• SHORT PROBLEM 1:
According to the plot summary, which company created the mandatory neck-worn inhibitors?
• SHORT PROBLEM 2:
Pull out everything in the plot summary from "Despite the government's" down to "running away together.", word for word.
#### TEXT SECTION
Despite the government's increasingly intrusive attempts to combat explosions, culminating in mandatory neck-worn "inhibitors" created by the Jeffers Corporation, people including George's co-worker, Todd, continue to explode. After George's friend and superior, Charisma, is fired, George discovers she now works in a café, and meets with her in an attempt to avoid unhappiness. After a brief talk, Charisma confides that she has dreams too, and that they involve George and her running away together.

After his wife and son leave due to their own unhappiness, George is visited by Mr. Jeffers, who says he wants to know why George drew a sunset to encapsulate his vision of the future. Mr. Jeffers is impressed with George, believing him to be a nearly perfect Jeffers Corporation drone, and an ally against an anticipated revolt over the Jeffers way of life. Hoping to help George purge himself of all dreams, thereby ending his anger, pain and desire, he recommends George to kill the thing he loves. George returns to Charisma, who has joined many others in being brainwashed through an inhibitor device. After taking her on a yacht with the intent of killing her, George makes a final attempt to rekindle the intimacy they shared at the café by removing her inhibitor. She initially cannot remember him, but later she recalls him and begins to cry. They embrace. After spending the night with Charisma, George imagines he sees George Washington crossing in a canoe, salutes him, and turns to bask in the sun.
########
#### GIVEN RECORDS
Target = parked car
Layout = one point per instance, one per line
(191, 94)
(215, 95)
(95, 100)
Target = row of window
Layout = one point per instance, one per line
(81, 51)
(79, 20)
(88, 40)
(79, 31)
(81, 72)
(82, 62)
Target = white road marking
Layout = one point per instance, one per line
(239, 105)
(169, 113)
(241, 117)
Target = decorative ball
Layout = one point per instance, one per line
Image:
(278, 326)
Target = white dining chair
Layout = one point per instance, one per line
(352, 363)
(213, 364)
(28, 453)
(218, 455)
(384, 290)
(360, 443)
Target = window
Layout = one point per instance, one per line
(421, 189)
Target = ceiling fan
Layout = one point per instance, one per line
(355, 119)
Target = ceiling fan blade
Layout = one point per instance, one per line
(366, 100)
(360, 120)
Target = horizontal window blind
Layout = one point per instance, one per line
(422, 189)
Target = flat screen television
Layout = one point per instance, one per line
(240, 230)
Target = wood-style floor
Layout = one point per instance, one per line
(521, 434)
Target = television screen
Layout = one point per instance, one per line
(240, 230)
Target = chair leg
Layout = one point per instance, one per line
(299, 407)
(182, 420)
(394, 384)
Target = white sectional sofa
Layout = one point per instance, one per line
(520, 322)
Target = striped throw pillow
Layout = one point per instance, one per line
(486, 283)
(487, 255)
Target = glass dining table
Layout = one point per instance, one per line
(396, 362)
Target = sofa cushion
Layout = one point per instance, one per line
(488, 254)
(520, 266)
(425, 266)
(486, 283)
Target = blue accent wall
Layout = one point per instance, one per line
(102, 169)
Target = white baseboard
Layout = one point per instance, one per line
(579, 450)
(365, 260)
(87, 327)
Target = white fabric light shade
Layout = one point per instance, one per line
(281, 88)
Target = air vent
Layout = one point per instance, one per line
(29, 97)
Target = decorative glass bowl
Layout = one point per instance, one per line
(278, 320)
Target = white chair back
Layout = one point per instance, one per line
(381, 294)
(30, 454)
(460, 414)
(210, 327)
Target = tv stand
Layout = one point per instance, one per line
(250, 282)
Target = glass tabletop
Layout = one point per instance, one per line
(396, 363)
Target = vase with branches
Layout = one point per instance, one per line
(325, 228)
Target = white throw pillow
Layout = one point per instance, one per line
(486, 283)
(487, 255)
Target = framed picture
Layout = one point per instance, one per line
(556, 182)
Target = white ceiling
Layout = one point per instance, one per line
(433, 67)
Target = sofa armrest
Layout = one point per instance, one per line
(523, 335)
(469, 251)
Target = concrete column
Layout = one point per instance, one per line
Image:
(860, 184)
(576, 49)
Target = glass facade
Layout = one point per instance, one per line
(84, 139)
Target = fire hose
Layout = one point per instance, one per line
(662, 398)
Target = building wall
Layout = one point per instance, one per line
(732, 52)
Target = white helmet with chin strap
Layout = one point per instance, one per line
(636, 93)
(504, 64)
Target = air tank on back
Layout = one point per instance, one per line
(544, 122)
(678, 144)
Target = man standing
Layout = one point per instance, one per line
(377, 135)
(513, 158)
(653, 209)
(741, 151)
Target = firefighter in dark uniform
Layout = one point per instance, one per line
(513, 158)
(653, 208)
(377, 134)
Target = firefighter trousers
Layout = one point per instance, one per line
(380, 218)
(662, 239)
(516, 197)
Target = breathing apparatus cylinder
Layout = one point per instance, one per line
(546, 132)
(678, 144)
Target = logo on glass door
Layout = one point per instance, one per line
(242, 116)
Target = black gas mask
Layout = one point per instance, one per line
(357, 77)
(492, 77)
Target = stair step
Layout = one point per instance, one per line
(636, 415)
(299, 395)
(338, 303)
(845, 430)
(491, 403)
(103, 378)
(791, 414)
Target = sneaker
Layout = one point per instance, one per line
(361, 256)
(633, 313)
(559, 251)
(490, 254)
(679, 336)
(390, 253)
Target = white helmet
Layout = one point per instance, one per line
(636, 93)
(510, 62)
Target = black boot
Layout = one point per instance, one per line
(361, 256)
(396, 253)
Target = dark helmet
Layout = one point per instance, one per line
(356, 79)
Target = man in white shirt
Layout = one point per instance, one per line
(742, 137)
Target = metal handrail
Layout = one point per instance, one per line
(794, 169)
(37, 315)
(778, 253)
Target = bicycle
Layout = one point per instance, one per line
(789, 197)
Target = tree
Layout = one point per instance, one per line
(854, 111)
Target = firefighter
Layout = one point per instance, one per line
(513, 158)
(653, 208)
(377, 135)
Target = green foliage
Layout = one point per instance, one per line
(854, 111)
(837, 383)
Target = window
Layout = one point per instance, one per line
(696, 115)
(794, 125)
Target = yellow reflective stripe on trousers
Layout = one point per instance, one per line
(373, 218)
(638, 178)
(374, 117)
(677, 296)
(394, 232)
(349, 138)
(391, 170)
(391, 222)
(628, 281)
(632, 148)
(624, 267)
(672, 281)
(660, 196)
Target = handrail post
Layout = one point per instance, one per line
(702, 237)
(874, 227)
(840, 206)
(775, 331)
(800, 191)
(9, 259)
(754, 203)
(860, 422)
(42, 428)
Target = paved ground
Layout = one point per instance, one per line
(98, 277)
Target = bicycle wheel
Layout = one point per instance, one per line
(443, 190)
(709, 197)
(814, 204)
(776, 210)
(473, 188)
########
• TASK ANSWER 1:
The Jeffers Corporation created them.

• TASK ANSWER 2:
Despite the government's increasingly intrusive attempts to combat explosions, culminating in mandatory neck-worn "inhibitors" created by the Jeffers Corporation, people including George's co-worker, Todd, continue to explode. After George's friend and superior, Charisma, is fired, George discovers she now works in a café, and meets with her in an attempt to avoid unhappiness. After a brief talk, Charisma confides that she has dreams too, and that they involve George and her running away together.